Written exercise 1: In the passage on trend forecasting, what does the subscript T+h,T on a forecast indicate?
Written exercise 2: Please write the next part of the passage on trend forecasting, picking up right after its final sentence.

Passage to read:
## Begin

However, since we do not know \({ \varepsilon }_{ T+h }\) at time \(T\), an optimal forecast of \({ \varepsilon }_{ T+h }\) is constructed using information up to time \(T\). \(\varepsilon\) assumed to be a simple independent zero-mean random noise. For any future period, the optimal forecast of \({ \varepsilon }_{ T+h }\) is zero. This results in the following point forecast:
$$ { y }_{ T+h,T }={ \beta }_{ 0 }+{ \beta }_{ 1 }{ Time }_{ T+h } $$
It is important to note that the subscript \({ T+h,T }\) informs us that the forecast is for time \(T+h\), and is made at time \(T\). This point forecast can be made practically operational by applying the least squares estimates rather than then unknown parameters. This will result in:
$$ { \hat { y } }_{ T+h,T }={ \hat { \beta } }_{ 0 }+{ \hat { \beta } }_{ 1 }{ Time }_{ T+h } $$
An interval forecast is formed by assuming that the trend regression disturbance is a normal distribution. Ignoring parameter estimation, a 95% interval forecast is \({ y }_{ T+h,T }\pm 1.96\sigma \). The disturbance in the trend regression has a standard deviation of \(\sigma\). This is made operational by applying \({ \hat { y } }_{ T+h,T }\pm 1.96\hat { \sigma } \). The trend regression will have a standard error of \(\hat { \sigma }\).
A density forecast is also formed by assuming that the trend regression is a normal distribution. Ignoring parameter estimation uncertainty, the density forecast is \(N\left( { y }_{ T+h,T },{ \sigma }^{ 2 } \right) \). The disturbance in the trend regression has a standard deviation of \({ \sigma }\). This is made operational by applying \(N\left( { \hat { y } }_{ T+h,T },{ \hat { \sigma } }^{ 2 } \right) \) as the density forecast.
Strategies of model selection rarely produce good out-of-sample forecasting models. Several modern tools are applied to help in model selection. For most model selection criteria, the task is identifying the model whose out-of-sample 1-step-ahead mean squared prediction error is the smallest.
For the number of degrees of freedom applied in the model estimation, the differences among the criteria amount to different penalties. All the criteria have a negative orientation since they are all effectively out-of-sample mean square prediction errors.
Consider the following mean squared error (\(MSE\)):
$$ MSE=\frac { { \Sigma }_{ t=1 }^{ T }{ e }_{ t }^{ 2 } }{ T } $$
\(T\) denotes the sample size and:
$$ { e }_{ t }={ y }_{ t }-{ \hat { y } }_{ t } $$
Where:
$$ { \hat { y } }_{ t }={ \hat { \beta } }_{ 0 }+{ \hat { \beta } }_{ 1 }{ TIME }_{ t } $$
From this formula, it is clear that the model whose \(MSE\) is the smallest happens to be the model whose sum of squared residuals is the least. This is due to the fact that when the sum of squared residuals is summed is scaled by \({ 1 }/{ T }\), the ranking does not change.

## End

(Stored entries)
## Begin

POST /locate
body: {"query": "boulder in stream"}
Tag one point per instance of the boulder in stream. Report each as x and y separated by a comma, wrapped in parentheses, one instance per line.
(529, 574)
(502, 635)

## End

Written answer 1: It indicates that the forecast is for time T+h and is made at time T.

Written answer 2:
Recall that:
$$ { R }^{ 2 }=1-\frac { { \Sigma }_{ t=1 }^{ T }{ e }_{ t }^{ 2 } }{ { \Sigma }_{ t=1 }^{ T }{ \left( { y }_{ t }-{ \hat { y } }_{ t } \right) }^{ 2 } } $$
\({ { \Sigma }_{ t=1 }^{ T }{ \left( { y }_{ t }-{ \hat { y } }_{ t } \right) }^{ 2 } }\) is the total sum of squares and is only reliant on the data rather than the particular model fit. When the model that minimizes the sum of squared residuals is selected, \(MSE\) is selected, similar results will be obtained by selecting the model that minimizes the \(MSE\) or the model that maximizes \({ R }^{ 2 }\).
Addition of more variables to a model does not cause in-sample \(MSE\) to rise, but on the contrary, it will fall continuously. In the fitting of polynomial trend models, the degree of the polynomial, say \(p\), is related to the number of variables in the model:
$$ { T }_{ t }={ \beta }_{ 0 }+{ \beta }_{ 1 }{ TIME }_{ t }+{ \beta }_{ 2 }{ TIME }_{ t }^{ 2 }+\cdots +{ \beta }_{ p }{ TIME }_{ t }^{ p } $$
When \(p=1\) then the trend is linear and when \(p=2\) the trend becomes quadratic, both of which have already been considered. The sum of squared residuals are to be explicitly minimized by the estimated parameters, thus with higher powers of time being included, the sum of squared residuals cannot rise. When more variables are included in a forecasting model, the sum of squared residuals will be lower leading to a lower \(MSE\) and a higher \({ R }^{ 2 }\).
This results in overfitting and data mining whereby as more variables are included in a forecasting model, it’s out of sample forecasting performance may or may not improve. However, the model’s fit on historical data will be improved.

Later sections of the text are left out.